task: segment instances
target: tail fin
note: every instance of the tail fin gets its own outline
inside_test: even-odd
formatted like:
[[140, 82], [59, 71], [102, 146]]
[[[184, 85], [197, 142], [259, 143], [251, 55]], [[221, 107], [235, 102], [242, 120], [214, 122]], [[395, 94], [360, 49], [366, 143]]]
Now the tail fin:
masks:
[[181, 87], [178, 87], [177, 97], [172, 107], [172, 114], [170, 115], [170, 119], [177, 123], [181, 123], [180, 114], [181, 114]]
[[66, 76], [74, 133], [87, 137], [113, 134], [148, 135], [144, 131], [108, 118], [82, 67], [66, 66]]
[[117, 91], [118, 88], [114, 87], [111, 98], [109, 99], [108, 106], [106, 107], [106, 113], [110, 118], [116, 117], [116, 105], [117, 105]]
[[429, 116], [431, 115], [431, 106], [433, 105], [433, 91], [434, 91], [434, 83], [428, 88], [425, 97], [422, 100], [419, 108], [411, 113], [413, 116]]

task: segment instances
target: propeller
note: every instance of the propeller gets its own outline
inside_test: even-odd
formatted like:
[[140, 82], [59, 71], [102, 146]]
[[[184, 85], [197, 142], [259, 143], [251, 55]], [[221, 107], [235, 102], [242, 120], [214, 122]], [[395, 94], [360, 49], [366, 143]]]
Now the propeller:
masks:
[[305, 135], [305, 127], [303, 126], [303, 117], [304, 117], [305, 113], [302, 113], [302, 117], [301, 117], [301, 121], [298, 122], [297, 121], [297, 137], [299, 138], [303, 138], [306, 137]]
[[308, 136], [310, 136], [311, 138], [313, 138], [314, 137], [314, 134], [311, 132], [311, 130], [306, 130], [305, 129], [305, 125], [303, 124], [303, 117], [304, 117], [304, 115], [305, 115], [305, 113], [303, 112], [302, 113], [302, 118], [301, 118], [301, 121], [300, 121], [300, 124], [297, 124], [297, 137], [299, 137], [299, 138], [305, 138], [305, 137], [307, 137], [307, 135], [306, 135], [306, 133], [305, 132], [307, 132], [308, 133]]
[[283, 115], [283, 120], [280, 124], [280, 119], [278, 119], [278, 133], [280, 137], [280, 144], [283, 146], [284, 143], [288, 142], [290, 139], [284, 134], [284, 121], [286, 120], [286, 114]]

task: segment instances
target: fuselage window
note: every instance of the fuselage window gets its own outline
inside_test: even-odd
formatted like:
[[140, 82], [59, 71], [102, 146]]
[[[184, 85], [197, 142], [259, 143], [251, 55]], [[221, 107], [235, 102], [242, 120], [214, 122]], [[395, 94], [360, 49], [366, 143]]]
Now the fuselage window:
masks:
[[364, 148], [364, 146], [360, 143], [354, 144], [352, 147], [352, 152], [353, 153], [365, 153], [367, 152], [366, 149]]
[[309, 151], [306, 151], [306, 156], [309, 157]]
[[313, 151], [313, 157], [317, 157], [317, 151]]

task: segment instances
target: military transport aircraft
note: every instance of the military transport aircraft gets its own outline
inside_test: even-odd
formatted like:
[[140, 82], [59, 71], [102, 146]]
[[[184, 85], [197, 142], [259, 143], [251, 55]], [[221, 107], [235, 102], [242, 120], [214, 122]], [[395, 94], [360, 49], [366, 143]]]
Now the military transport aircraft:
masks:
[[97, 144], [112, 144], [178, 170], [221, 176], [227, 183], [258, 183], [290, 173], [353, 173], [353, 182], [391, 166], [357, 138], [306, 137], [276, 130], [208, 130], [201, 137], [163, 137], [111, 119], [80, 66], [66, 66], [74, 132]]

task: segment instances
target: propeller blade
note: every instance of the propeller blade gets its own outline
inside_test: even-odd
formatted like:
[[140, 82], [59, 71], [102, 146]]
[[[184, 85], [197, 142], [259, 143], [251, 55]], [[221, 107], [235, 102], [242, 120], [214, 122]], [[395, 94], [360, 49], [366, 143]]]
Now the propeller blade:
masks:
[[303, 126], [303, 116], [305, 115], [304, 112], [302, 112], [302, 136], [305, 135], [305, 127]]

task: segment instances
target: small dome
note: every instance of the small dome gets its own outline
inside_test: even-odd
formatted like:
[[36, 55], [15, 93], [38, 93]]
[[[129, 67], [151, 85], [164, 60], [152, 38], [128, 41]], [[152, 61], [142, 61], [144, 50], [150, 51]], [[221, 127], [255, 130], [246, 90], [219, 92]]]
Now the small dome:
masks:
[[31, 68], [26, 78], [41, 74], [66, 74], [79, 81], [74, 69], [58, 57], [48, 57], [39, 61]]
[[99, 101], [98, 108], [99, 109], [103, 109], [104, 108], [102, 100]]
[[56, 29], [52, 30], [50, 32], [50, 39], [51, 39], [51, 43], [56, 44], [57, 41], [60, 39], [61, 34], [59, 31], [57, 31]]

+--

YOUR OBJECTIVE:
An exact copy of every line above is what this asks for.

TASK OUTPUT:
task: segment instances
target: tail fin
note: every instance of the tail fin gets its own outline
inside_test: even-odd
formatted like:
[[140, 82], [59, 71], [102, 146]]
[[[184, 85], [197, 142], [259, 143], [251, 55]], [[221, 107], [235, 102], [242, 120], [214, 122]], [[395, 94], [360, 49], [366, 143]]]
Now the tail fin:
masks:
[[181, 87], [178, 87], [177, 97], [172, 107], [172, 114], [170, 115], [170, 119], [177, 123], [181, 123], [180, 114], [181, 114]]
[[66, 76], [74, 133], [87, 137], [113, 134], [148, 135], [144, 131], [108, 118], [82, 67], [66, 66]]
[[117, 91], [118, 88], [114, 87], [111, 98], [109, 99], [108, 106], [106, 107], [106, 113], [110, 118], [116, 117], [116, 105], [117, 105]]
[[429, 116], [431, 115], [431, 106], [433, 105], [433, 91], [434, 91], [434, 83], [428, 88], [425, 97], [422, 100], [419, 108], [411, 113], [413, 116]]

task: segment instances
target: propeller
note: every instance of the propeller gets its own outline
inside_test: even-odd
formatted like:
[[140, 82], [59, 71], [102, 146]]
[[[184, 85], [197, 142], [259, 143], [251, 55]], [[221, 107], [235, 102], [242, 120], [214, 122]], [[395, 94], [360, 49], [366, 143]]]
Now the propeller:
masks:
[[305, 135], [305, 127], [303, 126], [303, 117], [304, 117], [305, 113], [302, 113], [302, 117], [301, 117], [301, 121], [298, 122], [297, 121], [297, 137], [299, 138], [303, 138], [306, 137]]
[[308, 136], [310, 136], [311, 138], [313, 138], [314, 137], [314, 134], [311, 132], [311, 130], [306, 130], [305, 129], [305, 125], [303, 124], [303, 117], [304, 117], [304, 115], [305, 115], [305, 113], [303, 112], [302, 113], [302, 118], [301, 118], [301, 121], [300, 121], [300, 124], [297, 124], [297, 137], [299, 137], [299, 138], [305, 138], [305, 137], [307, 137], [307, 135], [306, 135], [306, 133], [305, 132], [307, 132], [308, 133]]
[[283, 115], [283, 120], [280, 124], [280, 119], [278, 119], [278, 133], [280, 137], [280, 144], [283, 146], [284, 143], [288, 142], [290, 139], [284, 134], [284, 121], [286, 120], [286, 114]]

task: segment instances
target: fuselage window
note: every instance of the fuselage window gets its own outline
inside_test: even-odd
formatted like:
[[140, 82], [59, 71], [102, 146]]
[[[184, 85], [197, 142], [259, 143], [251, 55]], [[221, 107], [235, 102], [242, 120], [214, 122]], [[395, 94], [360, 49], [366, 143]]]
Now the fuselage window:
masks:
[[364, 148], [364, 146], [360, 143], [354, 144], [352, 147], [352, 152], [353, 153], [365, 153], [367, 152], [366, 149]]
[[309, 151], [306, 151], [306, 156], [309, 157]]
[[313, 151], [313, 157], [317, 157], [317, 151]]

task: segment instances
target: military transport aircraft
note: every instance of the military transport aircraft gets its own outline
inside_test: even-odd
formatted like:
[[140, 82], [59, 71], [102, 146]]
[[[184, 85], [197, 142], [259, 143], [251, 55]], [[221, 107], [235, 102], [242, 120], [214, 122]], [[395, 94], [360, 49], [366, 143]]]
Now the military transport aircraft:
masks:
[[97, 144], [112, 144], [178, 170], [221, 176], [227, 183], [258, 183], [290, 173], [353, 173], [353, 182], [391, 166], [357, 138], [306, 137], [276, 130], [208, 130], [201, 137], [163, 137], [111, 119], [80, 66], [66, 66], [74, 132]]

task: segment instances
target: propeller blade
note: every instance of the propeller blade gets its own outline
inside_test: even-odd
formatted like:
[[140, 82], [59, 71], [102, 146]]
[[[184, 85], [197, 142], [259, 143], [251, 55]], [[221, 107], [235, 102], [242, 120], [214, 122]], [[395, 94], [360, 49], [366, 143]]]
Now the propeller blade:
masks:
[[303, 126], [303, 116], [305, 115], [304, 112], [302, 112], [302, 136], [305, 135], [305, 127]]

task: segment instances
target: small dome
note: every instance of the small dome gets its own outline
inside_test: even-odd
formatted like:
[[36, 55], [15, 93], [38, 93]]
[[[129, 67], [151, 85], [164, 60], [152, 38], [128, 41]], [[152, 61], [142, 61], [144, 50], [150, 51]], [[221, 127], [255, 130], [246, 90], [219, 92]]]
Now the small dome:
masks:
[[31, 68], [26, 78], [41, 74], [66, 74], [79, 81], [74, 69], [58, 57], [48, 57], [39, 61]]
[[99, 101], [98, 108], [99, 109], [103, 109], [104, 108], [102, 100]]
[[56, 29], [52, 30], [50, 32], [50, 39], [51, 39], [51, 43], [56, 44], [57, 41], [60, 39], [61, 34], [59, 31], [57, 31]]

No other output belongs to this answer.